Extracted entries:
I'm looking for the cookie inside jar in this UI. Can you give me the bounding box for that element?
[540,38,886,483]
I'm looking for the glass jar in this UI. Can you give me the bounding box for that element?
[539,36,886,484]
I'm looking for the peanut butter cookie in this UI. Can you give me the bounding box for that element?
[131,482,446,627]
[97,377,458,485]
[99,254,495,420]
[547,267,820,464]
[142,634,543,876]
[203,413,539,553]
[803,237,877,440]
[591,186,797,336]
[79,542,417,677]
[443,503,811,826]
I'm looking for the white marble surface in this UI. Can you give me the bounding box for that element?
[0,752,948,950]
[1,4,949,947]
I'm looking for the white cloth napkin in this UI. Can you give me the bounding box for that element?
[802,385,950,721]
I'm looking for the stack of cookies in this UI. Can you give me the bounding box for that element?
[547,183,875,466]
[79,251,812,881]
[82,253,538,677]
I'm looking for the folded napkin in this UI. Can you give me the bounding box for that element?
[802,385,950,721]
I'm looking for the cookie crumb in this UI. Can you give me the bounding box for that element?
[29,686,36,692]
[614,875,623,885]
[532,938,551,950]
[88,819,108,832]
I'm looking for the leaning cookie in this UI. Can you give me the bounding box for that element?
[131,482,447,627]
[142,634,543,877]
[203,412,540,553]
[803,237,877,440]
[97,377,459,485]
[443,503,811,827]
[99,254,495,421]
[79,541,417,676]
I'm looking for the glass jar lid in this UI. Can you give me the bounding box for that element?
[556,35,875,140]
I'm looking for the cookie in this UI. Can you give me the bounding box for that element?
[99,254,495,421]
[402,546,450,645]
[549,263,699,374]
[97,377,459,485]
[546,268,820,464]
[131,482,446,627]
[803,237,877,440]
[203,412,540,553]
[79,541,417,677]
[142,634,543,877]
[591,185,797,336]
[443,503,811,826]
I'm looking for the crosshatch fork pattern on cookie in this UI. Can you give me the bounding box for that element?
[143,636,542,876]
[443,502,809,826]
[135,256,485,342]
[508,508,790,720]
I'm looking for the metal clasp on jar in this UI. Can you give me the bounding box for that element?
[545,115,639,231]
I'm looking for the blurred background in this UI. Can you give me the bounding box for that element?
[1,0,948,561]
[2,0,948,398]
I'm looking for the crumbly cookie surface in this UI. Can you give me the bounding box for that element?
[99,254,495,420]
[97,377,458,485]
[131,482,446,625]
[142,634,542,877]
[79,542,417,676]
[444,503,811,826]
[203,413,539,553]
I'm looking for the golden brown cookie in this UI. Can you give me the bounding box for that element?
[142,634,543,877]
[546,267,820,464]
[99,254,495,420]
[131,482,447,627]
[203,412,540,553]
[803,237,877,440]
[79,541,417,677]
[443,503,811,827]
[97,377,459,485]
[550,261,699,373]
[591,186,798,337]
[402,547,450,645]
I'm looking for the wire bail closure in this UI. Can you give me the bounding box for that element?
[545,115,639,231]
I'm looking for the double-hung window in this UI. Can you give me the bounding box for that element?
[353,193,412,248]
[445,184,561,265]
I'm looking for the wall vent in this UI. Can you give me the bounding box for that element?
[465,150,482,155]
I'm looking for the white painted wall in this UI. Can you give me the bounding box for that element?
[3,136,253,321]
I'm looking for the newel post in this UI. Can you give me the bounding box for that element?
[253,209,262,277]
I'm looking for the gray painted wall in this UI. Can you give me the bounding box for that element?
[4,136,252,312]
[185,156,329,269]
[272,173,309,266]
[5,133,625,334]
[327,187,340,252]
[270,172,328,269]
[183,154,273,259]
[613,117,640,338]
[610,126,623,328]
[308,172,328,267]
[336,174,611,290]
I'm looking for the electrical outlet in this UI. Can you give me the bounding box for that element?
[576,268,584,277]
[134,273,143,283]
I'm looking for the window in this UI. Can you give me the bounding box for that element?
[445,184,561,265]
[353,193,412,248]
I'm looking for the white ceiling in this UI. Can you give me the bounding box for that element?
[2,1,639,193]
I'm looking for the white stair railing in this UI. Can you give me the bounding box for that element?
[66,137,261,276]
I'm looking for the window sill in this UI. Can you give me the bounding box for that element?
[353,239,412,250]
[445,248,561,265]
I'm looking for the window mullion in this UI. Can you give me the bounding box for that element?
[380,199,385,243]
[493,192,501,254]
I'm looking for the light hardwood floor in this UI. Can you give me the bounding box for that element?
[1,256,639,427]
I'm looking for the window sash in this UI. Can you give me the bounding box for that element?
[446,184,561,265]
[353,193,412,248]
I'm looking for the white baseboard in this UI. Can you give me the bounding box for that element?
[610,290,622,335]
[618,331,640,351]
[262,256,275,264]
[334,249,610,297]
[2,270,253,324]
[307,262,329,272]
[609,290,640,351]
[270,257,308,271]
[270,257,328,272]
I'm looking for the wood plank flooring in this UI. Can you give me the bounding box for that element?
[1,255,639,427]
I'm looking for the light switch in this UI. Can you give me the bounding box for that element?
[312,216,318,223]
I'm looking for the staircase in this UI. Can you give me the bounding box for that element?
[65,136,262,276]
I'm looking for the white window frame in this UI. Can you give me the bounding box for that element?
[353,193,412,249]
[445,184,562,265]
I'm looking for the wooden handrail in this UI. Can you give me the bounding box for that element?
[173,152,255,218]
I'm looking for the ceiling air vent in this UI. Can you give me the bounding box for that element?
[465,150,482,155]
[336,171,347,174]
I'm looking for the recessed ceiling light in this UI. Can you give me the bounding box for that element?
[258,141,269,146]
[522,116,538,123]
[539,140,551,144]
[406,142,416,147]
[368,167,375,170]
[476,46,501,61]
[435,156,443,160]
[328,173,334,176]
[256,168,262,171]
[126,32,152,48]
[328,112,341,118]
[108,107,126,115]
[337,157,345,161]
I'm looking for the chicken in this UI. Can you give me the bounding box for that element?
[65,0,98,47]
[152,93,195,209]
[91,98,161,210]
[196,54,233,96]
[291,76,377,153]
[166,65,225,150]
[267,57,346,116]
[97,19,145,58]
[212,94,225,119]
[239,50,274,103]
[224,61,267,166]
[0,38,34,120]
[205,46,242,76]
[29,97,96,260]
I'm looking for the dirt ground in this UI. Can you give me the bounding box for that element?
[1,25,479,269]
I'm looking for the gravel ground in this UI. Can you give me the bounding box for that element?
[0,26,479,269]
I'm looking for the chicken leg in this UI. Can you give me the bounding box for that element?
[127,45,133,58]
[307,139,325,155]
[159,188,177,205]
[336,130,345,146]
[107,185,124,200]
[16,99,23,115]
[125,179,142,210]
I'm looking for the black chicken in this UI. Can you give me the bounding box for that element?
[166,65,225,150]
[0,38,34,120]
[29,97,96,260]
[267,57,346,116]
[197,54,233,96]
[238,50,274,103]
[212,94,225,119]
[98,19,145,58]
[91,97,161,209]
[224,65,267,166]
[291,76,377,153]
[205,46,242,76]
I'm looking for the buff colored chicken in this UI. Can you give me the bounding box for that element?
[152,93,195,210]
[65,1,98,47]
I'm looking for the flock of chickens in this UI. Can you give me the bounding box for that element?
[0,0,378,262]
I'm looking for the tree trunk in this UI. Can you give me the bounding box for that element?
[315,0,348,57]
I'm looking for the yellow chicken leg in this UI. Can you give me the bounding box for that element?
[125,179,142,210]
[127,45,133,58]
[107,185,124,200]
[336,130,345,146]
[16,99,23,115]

Try it: Output the data above in full and exactly.

Finished exercise:
I'm looking for the cookie inside jar in this UI. Can you give me the bounding box for that element?
[540,38,886,483]
I'm looking for the glass jar in this UI. Can you give me the bounding box for that element?
[539,36,886,484]
I'm looking for the peanut butter cookie in this UI. Can you give me the bounding box for that element?
[131,482,446,627]
[97,377,458,485]
[99,254,495,420]
[547,267,820,464]
[142,634,543,876]
[203,413,539,553]
[803,237,877,440]
[591,186,797,336]
[79,542,417,677]
[443,503,811,826]
I'm looking for the white marble surface in this UI. Can you give me the bounding box for that element?
[0,752,948,950]
[1,4,949,947]
I'm looking for the white cloth napkin in this UI. Can you give me the bounding box for that element?
[802,385,950,721]
I'm looking for the stack of cookies in this UI. Can you give me the bounding box for that element?
[547,183,875,466]
[79,251,812,881]
[82,253,538,677]
I'm looking for the folded napkin in this UI. Can you give me the bounding box for that element?
[802,385,950,721]
I'm looking for the cookie crumb in this UI. Can you give me the bounding box for that element?
[29,686,36,692]
[614,875,623,885]
[532,938,551,950]
[88,819,108,832]
I'm looking for the leaning cookie in this UI. Can you give me the bounding box for that element?
[131,482,447,627]
[142,634,543,877]
[203,412,540,553]
[803,237,877,440]
[97,377,459,485]
[443,503,811,827]
[99,254,495,421]
[79,541,417,676]
I'm looking for the glass jar lid in this UI. Can you give me the bounding box for that element?
[556,35,875,140]
I'm looking for the cookie in this UI. Can you give me the bounding box for that element?
[99,254,495,421]
[402,546,450,645]
[549,263,699,374]
[97,377,459,485]
[546,268,820,464]
[131,482,446,627]
[803,237,877,440]
[203,412,540,553]
[79,541,417,677]
[142,634,543,877]
[591,185,797,336]
[443,503,811,826]
I'm looking for the crosshatch fork pattern on cookie in this UI. Can you give me the bounding box for that element?
[143,636,542,876]
[443,502,809,826]
[135,256,485,342]
[508,508,790,720]
I'm looking for the metal clasp on jar in this UI. Can you give me the bounding box for that element?
[545,115,639,231]
I'm looking for the blurred background in this UI. Can you give me the bounding box for that element?
[1,0,948,561]
[2,0,948,398]
I'm looking for the crumbly cookie surface in this UI. Can you give me the bounding box for that element?
[99,254,495,420]
[97,377,458,485]
[131,482,446,625]
[142,634,542,877]
[79,542,417,676]
[444,503,811,826]
[203,413,539,553]
I'm looking for the golden brown cookie in this UI. Can you give me the bounding box for that element?
[142,634,543,877]
[546,267,820,464]
[99,254,495,420]
[131,482,447,627]
[203,412,540,553]
[803,237,877,440]
[79,541,417,677]
[443,503,811,827]
[97,377,459,485]
[550,261,699,373]
[591,186,798,337]
[402,547,450,645]
I'm looking for the wire bail closure in this UI. Can you give me the bounding box for that element?
[545,115,639,231]
I'm looking for the double-hung window in this UI. Can you give me the bounding box for that element?
[353,193,412,248]
[445,184,561,265]
I'm looking for the wall vent in this UI. Can you give me the bounding box for that element?
[465,150,482,155]
I'm looking for the white painted wall in this UI. Can you give me the bounding box for that element?
[3,136,253,321]
I'm looking for the newel post in this UI. Can you give me the bounding box for that element?
[253,209,262,277]
I'm looking for the gray painted wall in this UI. Can you give me the bounding box for that element?
[4,136,252,312]
[185,156,329,269]
[272,173,309,266]
[5,133,625,334]
[327,187,340,252]
[270,172,328,269]
[183,154,273,259]
[613,117,640,338]
[610,126,623,328]
[308,172,328,267]
[336,174,611,290]
I'm looking for the electrical outlet in this UI. Can you give me the bounding box for that element?
[576,268,584,277]
[134,273,143,283]
I'm looking for the window in this UI. Can you give me the bounding box for that element?
[445,184,561,265]
[353,193,412,248]
I'm looking for the white ceiling in this UI. Can you give me the bounding box for that element?
[2,1,639,193]
I'm looking for the white stair railing in this UI. Can you give me the bounding box for that element?
[66,137,261,276]
I'm looking for the window sill in this UI. Can you give me the bounding box for that element?
[353,239,412,250]
[445,248,561,265]
I'm looking for the window mullion in this UI. Can you give me the bounding box for that element?
[380,199,385,243]
[493,192,501,254]
I'm looking for the light hardwood floor in this UI. Can you give me the bounding box for that element?
[1,256,639,427]
I'm looking for the window sash in this UI. Can you give me the bounding box for that element?
[446,184,561,265]
[353,193,412,248]
I'm looking for the white baseboard in this UI. Can you give me the bounding box for that element?
[610,290,622,335]
[618,331,640,351]
[262,256,275,264]
[334,249,610,297]
[2,270,253,324]
[307,262,329,272]
[609,290,640,351]
[270,257,308,271]
[270,257,328,272]
I'm looking for the wood plank flooring in this UI. Can you give me the bounding box for that element?
[1,255,639,427]
I'm looking for the light switch in this UI. Can you give me the bounding box for that element?
[312,216,318,223]
I'm looking for the staircase in this UI. Can you give me the bounding box for that element?
[65,136,262,276]
I'm looking for the white window frame in this UI. Can you give me the bounding box for that element?
[353,193,412,249]
[445,184,562,265]
I'm looking for the wooden handrail in this UI. Can you give me the bounding box for that element?
[173,152,255,218]
I'm looking for the ceiling air vent in this UI. Can you give me the bounding box for that element?
[465,150,482,155]
[336,171,347,174]
I'm looking for the recessed ceiling light in this UI. Can you give me the bounding box for that element?
[258,141,269,146]
[522,116,538,123]
[539,140,551,144]
[406,142,416,147]
[368,167,375,170]
[476,46,501,61]
[435,156,443,160]
[328,173,334,176]
[256,168,262,171]
[126,32,152,48]
[328,112,341,118]
[108,107,126,115]
[337,157,345,161]
I'm looking for the chicken in this UI. Can you give me the bounding box for that element?
[65,0,98,47]
[152,93,195,209]
[91,98,161,210]
[196,54,233,96]
[291,76,377,153]
[166,65,225,150]
[267,57,346,116]
[97,19,145,58]
[212,94,225,119]
[239,50,274,103]
[224,61,267,166]
[0,38,34,120]
[205,46,242,76]
[29,97,96,260]
I'm looking for the dirt ground in this UI. Can you give me the bounding box for that element?
[1,25,479,269]
I'm looking for the gravel ground in this UI. Can you give me the bounding box for that element?
[0,26,479,269]
I'm looking for the chicken leg in this UI. Can you give me the bounding box for that element?
[127,45,133,58]
[307,139,325,155]
[159,188,177,205]
[336,130,345,146]
[107,185,124,200]
[16,99,23,115]
[125,179,142,210]
I'm looking for the black chicken in this UI. Can you give me the bounding box for that element?
[166,65,225,150]
[0,38,34,120]
[29,97,96,260]
[267,57,346,116]
[197,54,233,96]
[238,50,274,103]
[212,94,225,119]
[98,19,145,58]
[91,97,161,209]
[224,65,267,166]
[291,76,377,153]
[205,46,242,76]
I'm looking for the buff colored chicken in this UI. Can you give me the bounding box for that element?
[152,93,195,210]
[65,1,98,47]
I'm looking for the flock of chickens in this UI. Can you give me the bounding box for that element?
[0,0,378,262]
I'm looking for the tree trunk in this UI. Can you give me the bounding box for that element?
[315,0,348,57]
I'm looking for the yellow chicken leg in this UI. Can you give me the bounding box for that element?
[125,179,142,210]
[127,45,133,58]
[107,185,124,200]
[336,130,345,146]
[16,99,23,115]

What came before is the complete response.